-- Opening Marker --
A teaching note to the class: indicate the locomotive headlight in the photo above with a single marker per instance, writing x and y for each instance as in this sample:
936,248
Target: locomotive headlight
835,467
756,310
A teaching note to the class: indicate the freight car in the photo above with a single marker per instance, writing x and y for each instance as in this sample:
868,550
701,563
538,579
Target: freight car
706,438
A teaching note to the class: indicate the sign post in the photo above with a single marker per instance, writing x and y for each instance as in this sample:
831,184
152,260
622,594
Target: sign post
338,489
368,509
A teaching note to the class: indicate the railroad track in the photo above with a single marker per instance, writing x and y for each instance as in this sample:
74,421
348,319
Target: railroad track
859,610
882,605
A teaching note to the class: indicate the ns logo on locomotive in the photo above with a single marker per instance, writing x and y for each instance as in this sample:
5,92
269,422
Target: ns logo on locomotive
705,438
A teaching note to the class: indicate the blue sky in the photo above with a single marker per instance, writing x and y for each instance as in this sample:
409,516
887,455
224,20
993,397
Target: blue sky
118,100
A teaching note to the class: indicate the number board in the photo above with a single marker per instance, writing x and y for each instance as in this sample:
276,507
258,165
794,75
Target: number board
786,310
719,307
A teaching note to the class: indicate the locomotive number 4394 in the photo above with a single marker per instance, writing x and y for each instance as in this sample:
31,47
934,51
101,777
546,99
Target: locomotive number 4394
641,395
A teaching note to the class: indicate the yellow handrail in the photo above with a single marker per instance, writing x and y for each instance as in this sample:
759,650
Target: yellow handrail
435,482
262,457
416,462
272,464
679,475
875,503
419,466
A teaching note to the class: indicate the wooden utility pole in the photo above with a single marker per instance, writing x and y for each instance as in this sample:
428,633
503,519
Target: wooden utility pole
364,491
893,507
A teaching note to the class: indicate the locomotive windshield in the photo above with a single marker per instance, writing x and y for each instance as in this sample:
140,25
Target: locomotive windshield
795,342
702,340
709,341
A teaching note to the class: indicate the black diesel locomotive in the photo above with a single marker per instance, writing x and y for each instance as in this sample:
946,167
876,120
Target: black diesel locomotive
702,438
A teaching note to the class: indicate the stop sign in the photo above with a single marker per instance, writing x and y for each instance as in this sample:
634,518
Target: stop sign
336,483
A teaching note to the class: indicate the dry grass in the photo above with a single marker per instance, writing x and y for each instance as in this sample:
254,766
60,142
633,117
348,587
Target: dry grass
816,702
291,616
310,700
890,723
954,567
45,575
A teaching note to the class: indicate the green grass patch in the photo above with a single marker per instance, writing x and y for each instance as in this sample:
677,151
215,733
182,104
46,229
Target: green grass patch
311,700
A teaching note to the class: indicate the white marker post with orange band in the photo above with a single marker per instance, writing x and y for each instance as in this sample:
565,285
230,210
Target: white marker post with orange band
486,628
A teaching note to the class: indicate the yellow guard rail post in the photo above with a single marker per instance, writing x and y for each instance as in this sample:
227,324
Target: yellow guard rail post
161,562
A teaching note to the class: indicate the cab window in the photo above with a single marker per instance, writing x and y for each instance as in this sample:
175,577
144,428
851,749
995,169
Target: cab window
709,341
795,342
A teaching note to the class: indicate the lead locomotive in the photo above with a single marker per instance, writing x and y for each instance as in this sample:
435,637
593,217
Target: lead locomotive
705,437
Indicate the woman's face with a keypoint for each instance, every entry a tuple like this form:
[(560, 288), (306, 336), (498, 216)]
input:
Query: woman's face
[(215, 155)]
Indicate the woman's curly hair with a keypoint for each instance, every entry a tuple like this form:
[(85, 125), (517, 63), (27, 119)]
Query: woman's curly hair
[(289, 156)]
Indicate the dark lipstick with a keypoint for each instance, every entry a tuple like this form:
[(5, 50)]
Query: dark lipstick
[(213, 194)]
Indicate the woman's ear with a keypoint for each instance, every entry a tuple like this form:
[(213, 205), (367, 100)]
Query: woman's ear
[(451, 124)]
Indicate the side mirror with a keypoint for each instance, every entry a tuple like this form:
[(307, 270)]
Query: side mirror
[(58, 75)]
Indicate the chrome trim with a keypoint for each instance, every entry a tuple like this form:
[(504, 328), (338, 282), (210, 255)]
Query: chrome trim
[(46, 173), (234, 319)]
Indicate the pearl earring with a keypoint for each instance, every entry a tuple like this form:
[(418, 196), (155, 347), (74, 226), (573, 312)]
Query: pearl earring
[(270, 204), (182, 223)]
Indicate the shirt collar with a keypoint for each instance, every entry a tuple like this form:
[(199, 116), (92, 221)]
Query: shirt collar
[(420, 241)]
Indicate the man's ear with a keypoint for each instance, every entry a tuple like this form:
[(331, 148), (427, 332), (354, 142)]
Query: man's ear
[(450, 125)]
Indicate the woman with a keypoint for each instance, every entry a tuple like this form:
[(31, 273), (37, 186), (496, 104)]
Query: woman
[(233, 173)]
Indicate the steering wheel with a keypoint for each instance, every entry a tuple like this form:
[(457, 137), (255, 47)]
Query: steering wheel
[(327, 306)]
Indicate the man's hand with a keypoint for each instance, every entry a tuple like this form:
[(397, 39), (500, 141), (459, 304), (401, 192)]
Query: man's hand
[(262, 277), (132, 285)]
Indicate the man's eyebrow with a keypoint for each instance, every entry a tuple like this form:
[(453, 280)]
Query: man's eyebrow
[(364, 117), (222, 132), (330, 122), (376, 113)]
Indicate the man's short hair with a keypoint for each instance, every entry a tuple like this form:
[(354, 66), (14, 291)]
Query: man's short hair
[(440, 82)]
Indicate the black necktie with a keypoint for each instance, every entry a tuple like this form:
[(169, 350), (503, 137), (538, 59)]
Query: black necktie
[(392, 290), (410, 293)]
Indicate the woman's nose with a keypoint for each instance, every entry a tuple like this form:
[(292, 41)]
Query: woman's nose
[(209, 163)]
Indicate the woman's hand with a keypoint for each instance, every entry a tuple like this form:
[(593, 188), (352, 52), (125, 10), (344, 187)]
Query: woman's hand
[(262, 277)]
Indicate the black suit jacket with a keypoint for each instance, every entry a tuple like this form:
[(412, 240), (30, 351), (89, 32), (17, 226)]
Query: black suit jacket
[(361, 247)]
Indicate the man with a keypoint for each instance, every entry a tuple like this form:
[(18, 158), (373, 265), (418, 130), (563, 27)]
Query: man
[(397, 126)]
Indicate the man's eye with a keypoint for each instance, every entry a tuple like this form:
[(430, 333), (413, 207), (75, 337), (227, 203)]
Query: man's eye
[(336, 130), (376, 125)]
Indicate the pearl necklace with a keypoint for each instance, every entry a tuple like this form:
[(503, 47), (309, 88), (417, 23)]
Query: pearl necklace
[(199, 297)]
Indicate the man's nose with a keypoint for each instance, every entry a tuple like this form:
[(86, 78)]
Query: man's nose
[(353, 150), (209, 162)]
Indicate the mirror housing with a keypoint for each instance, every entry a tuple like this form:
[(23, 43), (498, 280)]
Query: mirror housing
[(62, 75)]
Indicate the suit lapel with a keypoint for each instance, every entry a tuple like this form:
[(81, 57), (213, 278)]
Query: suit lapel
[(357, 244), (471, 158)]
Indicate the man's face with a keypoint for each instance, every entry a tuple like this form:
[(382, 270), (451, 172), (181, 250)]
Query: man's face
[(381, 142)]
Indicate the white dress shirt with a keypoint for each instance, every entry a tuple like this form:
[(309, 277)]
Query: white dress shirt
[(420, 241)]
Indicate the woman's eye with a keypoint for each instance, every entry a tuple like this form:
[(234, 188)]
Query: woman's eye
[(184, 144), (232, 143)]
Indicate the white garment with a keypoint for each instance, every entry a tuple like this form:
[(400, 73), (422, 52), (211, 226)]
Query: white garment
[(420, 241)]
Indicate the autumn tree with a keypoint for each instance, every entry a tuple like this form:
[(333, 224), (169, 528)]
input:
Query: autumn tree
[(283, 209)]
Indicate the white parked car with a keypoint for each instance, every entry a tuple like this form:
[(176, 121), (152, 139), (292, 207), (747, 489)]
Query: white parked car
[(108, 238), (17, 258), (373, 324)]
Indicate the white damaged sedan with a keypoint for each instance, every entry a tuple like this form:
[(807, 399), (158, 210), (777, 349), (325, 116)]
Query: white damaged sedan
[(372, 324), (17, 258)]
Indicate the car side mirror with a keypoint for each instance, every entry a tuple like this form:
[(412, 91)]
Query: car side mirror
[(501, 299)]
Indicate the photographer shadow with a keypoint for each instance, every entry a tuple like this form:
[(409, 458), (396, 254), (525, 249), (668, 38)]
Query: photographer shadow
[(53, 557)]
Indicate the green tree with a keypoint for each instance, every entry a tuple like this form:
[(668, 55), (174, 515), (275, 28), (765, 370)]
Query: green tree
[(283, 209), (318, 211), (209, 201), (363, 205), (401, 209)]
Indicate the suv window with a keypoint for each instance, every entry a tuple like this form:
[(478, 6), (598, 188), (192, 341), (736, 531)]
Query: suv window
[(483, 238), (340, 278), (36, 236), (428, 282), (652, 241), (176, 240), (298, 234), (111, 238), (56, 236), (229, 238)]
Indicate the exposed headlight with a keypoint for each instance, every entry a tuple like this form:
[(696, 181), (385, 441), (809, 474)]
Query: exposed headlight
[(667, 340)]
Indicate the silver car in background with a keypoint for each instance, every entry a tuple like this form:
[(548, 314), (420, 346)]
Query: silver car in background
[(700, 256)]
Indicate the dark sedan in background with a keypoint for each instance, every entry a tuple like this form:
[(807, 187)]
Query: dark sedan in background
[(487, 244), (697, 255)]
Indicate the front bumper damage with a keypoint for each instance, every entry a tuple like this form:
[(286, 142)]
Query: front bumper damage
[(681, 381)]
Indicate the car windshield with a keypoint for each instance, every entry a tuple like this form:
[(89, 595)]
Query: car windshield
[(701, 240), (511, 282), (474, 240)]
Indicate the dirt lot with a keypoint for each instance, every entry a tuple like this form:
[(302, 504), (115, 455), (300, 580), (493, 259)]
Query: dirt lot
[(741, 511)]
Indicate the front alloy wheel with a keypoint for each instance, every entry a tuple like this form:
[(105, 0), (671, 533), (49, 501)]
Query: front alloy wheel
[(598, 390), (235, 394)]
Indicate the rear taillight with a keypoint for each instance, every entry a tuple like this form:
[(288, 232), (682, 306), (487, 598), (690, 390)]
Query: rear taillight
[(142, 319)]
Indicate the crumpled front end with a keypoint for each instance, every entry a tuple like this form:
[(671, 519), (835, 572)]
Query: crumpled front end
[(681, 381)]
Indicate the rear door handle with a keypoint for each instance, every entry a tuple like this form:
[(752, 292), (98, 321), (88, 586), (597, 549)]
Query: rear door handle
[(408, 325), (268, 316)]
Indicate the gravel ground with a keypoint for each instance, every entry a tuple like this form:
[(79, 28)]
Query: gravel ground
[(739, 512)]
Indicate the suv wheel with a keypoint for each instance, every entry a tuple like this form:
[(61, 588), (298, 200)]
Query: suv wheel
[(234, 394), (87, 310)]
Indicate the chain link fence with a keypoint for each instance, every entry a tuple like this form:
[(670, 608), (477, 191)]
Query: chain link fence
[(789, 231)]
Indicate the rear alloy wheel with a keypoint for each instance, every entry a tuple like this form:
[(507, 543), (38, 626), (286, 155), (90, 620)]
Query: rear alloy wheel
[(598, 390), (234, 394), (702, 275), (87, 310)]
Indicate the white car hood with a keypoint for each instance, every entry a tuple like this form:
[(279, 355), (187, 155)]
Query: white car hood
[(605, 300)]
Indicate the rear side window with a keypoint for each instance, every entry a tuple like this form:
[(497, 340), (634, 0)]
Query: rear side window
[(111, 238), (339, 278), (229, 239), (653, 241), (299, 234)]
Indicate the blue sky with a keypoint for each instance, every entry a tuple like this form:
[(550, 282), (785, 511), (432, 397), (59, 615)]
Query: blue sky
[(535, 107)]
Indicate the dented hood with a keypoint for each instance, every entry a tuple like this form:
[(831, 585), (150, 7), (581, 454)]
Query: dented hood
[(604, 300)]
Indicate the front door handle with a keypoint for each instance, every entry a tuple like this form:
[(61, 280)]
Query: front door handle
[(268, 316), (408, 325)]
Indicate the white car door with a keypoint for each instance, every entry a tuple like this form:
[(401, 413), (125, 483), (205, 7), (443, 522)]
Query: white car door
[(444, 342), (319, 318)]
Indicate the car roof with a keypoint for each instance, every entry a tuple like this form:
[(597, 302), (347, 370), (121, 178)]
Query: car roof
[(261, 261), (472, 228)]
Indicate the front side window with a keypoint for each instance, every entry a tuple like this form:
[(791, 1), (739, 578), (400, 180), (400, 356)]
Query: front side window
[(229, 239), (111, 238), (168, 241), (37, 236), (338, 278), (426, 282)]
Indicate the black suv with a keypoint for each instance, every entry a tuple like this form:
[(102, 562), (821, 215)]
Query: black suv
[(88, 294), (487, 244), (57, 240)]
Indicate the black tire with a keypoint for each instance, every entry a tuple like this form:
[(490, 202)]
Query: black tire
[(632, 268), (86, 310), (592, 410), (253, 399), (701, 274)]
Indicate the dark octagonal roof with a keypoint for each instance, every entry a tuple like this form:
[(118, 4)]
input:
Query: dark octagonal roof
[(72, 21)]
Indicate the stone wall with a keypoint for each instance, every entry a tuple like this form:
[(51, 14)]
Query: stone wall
-- Closing Marker --
EXERCISE INSTRUCTIONS: Only the lines above from the one with "Query: man's short hair" up to and including the one with "Indicate the man's face" should be repeated, exactly as written.

RESULT OF THIS EXERCISE:
Query: man's short hair
[(440, 82)]
Indicate the black necktie with a keypoint for each instance, every entry a tuple like this form:
[(169, 350), (503, 137), (538, 59)]
Query: black necktie
[(392, 290), (410, 293)]
Indicate the woman's nose with a keypoint for each instance, every entry a tuple like this form:
[(292, 41)]
Query: woman's nose
[(209, 163)]
Indicate the woman's hand with a keypoint for each instance, every entry a tuple like this form:
[(593, 188), (352, 52), (125, 10), (344, 187)]
Query: woman's hand
[(262, 277)]
Indicate the black suit jacket with a keypoint for each instance, every entry a tuple like this form:
[(412, 240), (30, 351), (89, 32), (17, 226)]
Query: black suit jacket
[(361, 247)]
Indicate the man with a keypoint for each instance, every entry a tuple like this form:
[(18, 158), (373, 265), (418, 130), (563, 27)]
Query: man
[(397, 126)]
Indicate the man's eye with a keypoint for each instance, every entry a tuple like this form:
[(430, 333), (413, 207), (75, 337), (227, 203)]
Query: man's eye
[(336, 130), (376, 125)]
Indicate the pearl necklace with a keypoint for each instance, every entry a tuple like this form:
[(503, 47), (309, 88), (417, 23)]
Query: pearl necklace
[(199, 297)]
Indicate the man's nose with a keypoint for each instance, every entry a tuple like this form:
[(86, 78)]
Query: man's nose
[(353, 150), (209, 162)]
Indicate the mirror housing with a keypoint for each instance, every entry a tuple like this form:
[(23, 43), (498, 280)]
Query: mirror housing
[(62, 75)]
Indicate the suit lapel with a keypoint for each instance, every entry a tuple like this form:
[(81, 57), (213, 278)]
Query: suit lapel
[(357, 244), (471, 158)]
Indicate the man's face with a keypoint for each instance, every entry a tuple like this form:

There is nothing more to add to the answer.